- REQUIRED WORK -
An unaltered copy of every line below is the expected output.

————

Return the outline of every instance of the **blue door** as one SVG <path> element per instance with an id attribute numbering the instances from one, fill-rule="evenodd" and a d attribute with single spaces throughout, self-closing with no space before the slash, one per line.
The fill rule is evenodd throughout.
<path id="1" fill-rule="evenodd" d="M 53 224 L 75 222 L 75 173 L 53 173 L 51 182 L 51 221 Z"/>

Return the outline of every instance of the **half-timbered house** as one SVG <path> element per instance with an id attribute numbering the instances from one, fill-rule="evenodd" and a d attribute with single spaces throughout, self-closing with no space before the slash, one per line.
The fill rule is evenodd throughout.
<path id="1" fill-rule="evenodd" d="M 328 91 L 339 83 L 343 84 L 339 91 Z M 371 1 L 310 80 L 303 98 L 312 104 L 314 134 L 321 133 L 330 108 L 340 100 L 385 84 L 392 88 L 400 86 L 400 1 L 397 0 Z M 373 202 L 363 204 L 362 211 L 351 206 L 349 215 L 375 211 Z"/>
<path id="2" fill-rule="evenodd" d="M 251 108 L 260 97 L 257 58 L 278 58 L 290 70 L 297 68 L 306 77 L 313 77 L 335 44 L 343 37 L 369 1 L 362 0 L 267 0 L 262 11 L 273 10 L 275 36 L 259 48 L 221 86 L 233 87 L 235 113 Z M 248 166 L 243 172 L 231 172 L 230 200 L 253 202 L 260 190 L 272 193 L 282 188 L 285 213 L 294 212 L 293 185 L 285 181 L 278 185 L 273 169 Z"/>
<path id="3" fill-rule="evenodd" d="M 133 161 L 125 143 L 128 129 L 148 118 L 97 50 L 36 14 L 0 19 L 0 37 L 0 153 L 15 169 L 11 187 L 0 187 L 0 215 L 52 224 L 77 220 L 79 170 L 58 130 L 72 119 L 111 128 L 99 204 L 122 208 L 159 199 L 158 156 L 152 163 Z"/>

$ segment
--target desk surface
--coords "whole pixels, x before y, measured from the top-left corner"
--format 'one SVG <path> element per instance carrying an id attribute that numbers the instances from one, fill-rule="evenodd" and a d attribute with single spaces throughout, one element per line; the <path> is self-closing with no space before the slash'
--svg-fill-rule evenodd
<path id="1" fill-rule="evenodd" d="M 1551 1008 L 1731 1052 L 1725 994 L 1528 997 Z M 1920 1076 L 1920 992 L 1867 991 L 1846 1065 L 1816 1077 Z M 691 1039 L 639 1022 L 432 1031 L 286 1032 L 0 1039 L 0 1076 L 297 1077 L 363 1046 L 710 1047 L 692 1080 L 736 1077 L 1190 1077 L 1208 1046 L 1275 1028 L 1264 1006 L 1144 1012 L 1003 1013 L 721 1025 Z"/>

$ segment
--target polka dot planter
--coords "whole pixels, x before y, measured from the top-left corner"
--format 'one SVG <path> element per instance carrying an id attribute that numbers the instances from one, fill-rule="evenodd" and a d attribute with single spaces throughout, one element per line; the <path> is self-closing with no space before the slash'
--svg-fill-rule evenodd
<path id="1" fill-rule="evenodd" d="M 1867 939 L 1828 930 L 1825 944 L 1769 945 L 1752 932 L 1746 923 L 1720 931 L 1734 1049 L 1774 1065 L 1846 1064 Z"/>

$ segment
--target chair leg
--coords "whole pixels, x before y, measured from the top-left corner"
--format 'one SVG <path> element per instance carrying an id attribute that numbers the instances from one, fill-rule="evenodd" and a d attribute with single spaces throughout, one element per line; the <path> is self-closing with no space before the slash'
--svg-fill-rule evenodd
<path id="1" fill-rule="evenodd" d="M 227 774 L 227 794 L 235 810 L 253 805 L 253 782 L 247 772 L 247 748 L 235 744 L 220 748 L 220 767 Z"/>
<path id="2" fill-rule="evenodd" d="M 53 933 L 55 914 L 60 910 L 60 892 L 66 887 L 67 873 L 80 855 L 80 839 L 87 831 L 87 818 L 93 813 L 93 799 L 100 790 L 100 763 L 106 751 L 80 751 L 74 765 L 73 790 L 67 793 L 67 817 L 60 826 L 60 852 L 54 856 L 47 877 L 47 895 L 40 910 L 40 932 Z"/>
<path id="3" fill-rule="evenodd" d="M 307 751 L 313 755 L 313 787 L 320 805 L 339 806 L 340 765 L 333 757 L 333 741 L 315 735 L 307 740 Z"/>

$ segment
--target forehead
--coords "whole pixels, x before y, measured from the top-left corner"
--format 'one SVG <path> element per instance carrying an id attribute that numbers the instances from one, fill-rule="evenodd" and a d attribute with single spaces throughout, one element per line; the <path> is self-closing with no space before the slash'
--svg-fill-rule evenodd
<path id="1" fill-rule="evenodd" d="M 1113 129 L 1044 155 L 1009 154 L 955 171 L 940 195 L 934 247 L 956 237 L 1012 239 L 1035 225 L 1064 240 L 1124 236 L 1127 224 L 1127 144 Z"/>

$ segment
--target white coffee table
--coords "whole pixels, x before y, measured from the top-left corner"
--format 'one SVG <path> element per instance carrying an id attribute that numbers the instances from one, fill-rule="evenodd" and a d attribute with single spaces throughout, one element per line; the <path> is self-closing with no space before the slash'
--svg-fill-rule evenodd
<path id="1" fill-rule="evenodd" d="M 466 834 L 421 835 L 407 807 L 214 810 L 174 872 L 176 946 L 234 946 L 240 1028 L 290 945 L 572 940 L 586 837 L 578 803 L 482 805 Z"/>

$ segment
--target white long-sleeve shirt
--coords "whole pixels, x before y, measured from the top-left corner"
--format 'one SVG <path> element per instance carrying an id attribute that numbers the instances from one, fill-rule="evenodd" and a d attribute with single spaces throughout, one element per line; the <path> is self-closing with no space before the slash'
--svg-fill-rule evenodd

————

- YOUR SOLUTION -
Return the outline of every instance of the **blue door** as one SVG <path> element per instance with an id attribute numbering the instances from one, fill-rule="evenodd" and a d attribute with single spaces throughout, self-closing with no space before the slash, one per line.
The fill rule is evenodd throughout.
<path id="1" fill-rule="evenodd" d="M 53 224 L 75 222 L 75 173 L 53 173 L 51 182 L 51 221 Z"/>

Return the outline of every instance of the **half-timbered house** as one SVG <path> element per instance with an id attribute numbering the instances from one, fill-rule="evenodd" and a d attribute with single spaces throughout, self-closing with no space before the slash, one per line.
The fill rule is evenodd throughout.
<path id="1" fill-rule="evenodd" d="M 328 91 L 339 83 L 343 84 L 339 91 Z M 371 1 L 310 80 L 303 98 L 312 104 L 314 134 L 321 133 L 330 108 L 340 100 L 385 84 L 392 88 L 400 86 L 400 1 L 397 0 Z M 373 202 L 363 204 L 362 211 L 351 206 L 349 215 L 375 211 Z"/>
<path id="2" fill-rule="evenodd" d="M 251 108 L 260 97 L 257 58 L 278 58 L 290 70 L 297 68 L 306 77 L 313 77 L 335 44 L 343 37 L 369 1 L 362 0 L 267 0 L 262 11 L 273 10 L 275 36 L 259 48 L 221 86 L 233 87 L 235 113 Z M 248 166 L 243 172 L 231 172 L 230 200 L 253 202 L 260 190 L 272 193 L 282 188 L 285 213 L 294 212 L 293 185 L 285 181 L 278 185 L 273 169 Z"/>
<path id="3" fill-rule="evenodd" d="M 133 161 L 125 143 L 128 129 L 148 118 L 97 50 L 36 14 L 0 19 L 0 37 L 0 153 L 15 169 L 11 187 L 0 187 L 0 215 L 52 224 L 77 220 L 79 170 L 58 130 L 72 119 L 111 128 L 99 204 L 122 208 L 159 199 L 158 156 L 152 163 Z"/>

$ segment
--target desk surface
--coords "whole pixels, x before y, measured from the top-left corner"
--format 'one SVG <path> element per instance carrying an id attribute that numbers the instances from one, fill-rule="evenodd" and a d attribute with single spaces throughout, one element per line; the <path> is self-closing with no space before the slash'
--svg-fill-rule evenodd
<path id="1" fill-rule="evenodd" d="M 1551 1008 L 1731 1052 L 1725 994 L 1528 997 Z M 1920 1076 L 1920 992 L 1867 991 L 1846 1065 L 1816 1077 Z M 691 1039 L 639 1022 L 432 1031 L 286 1032 L 0 1039 L 0 1076 L 297 1077 L 363 1046 L 710 1047 L 692 1080 L 736 1077 L 1190 1077 L 1208 1046 L 1275 1028 L 1264 1006 L 1144 1012 L 1003 1013 L 721 1025 Z"/>

$ segment
--target polka dot planter
--coords "whole pixels, x before y, measured from the top-left corner"
--format 'one SVG <path> element per instance carrying an id attribute that numbers the instances from one, fill-rule="evenodd" and a d attribute with single spaces throughout, one element per line; the <path> is self-closing with no space before the slash'
--svg-fill-rule evenodd
<path id="1" fill-rule="evenodd" d="M 1867 939 L 1828 930 L 1825 944 L 1769 945 L 1752 932 L 1746 923 L 1720 931 L 1734 1049 L 1774 1065 L 1846 1064 Z"/>

$ segment
--target chair leg
--coords "whole pixels, x before y, measured from the top-left corner"
--format 'one SVG <path> element per instance carrying an id attribute that numbers the instances from one, fill-rule="evenodd" and a d attribute with single spaces throughout, one element per line; the <path> is self-closing with no space before the slash'
--svg-fill-rule evenodd
<path id="1" fill-rule="evenodd" d="M 227 774 L 227 794 L 235 810 L 253 805 L 253 782 L 247 772 L 247 748 L 235 744 L 220 748 L 220 767 Z"/>
<path id="2" fill-rule="evenodd" d="M 53 933 L 55 914 L 60 910 L 60 892 L 66 887 L 67 873 L 80 855 L 80 839 L 87 831 L 87 818 L 93 813 L 93 799 L 100 790 L 100 763 L 106 751 L 80 751 L 74 765 L 73 790 L 67 793 L 67 817 L 60 826 L 60 852 L 54 856 L 47 877 L 47 895 L 40 910 L 40 932 Z"/>
<path id="3" fill-rule="evenodd" d="M 307 751 L 313 755 L 313 787 L 320 805 L 339 806 L 340 765 L 333 757 L 333 741 L 315 735 L 307 740 Z"/>

$ segment
--target forehead
--coords "whole pixels, x before y, measured from the top-left corner"
--format 'one SVG <path> element per instance carrying an id attribute that numbers the instances from one, fill-rule="evenodd" and a d attribute with single spaces throughout, one element per line; the <path> is self-closing with no space before the slash'
--svg-fill-rule evenodd
<path id="1" fill-rule="evenodd" d="M 1113 129 L 1044 155 L 1009 154 L 955 171 L 940 195 L 934 247 L 956 237 L 1012 239 L 1035 225 L 1064 240 L 1124 236 L 1127 224 L 1127 144 Z"/>

$ segment
--target white coffee table
--coords "whole pixels, x before y, measured from the top-left corner"
--format 'one SVG <path> element per instance carrying an id attribute that numbers the instances from one, fill-rule="evenodd" and a d attribute with single spaces throughout, one element per line; the <path> is self-closing with no space before the slash'
--svg-fill-rule evenodd
<path id="1" fill-rule="evenodd" d="M 466 834 L 421 835 L 407 807 L 214 810 L 174 872 L 176 946 L 234 946 L 240 1028 L 290 945 L 572 940 L 586 837 L 578 803 L 482 805 Z"/>

$ segment
--target white long-sleeve shirt
--coords "whole pixels, x before y, measured from the top-left corner"
--format 'one SVG <path> element per instance carrying an id attribute that numbers the instances from one, fill-rule="evenodd" and a d attribute with single spaces throughout, one element per line; the <path> is self-closing with no space before the slash'
--svg-fill-rule evenodd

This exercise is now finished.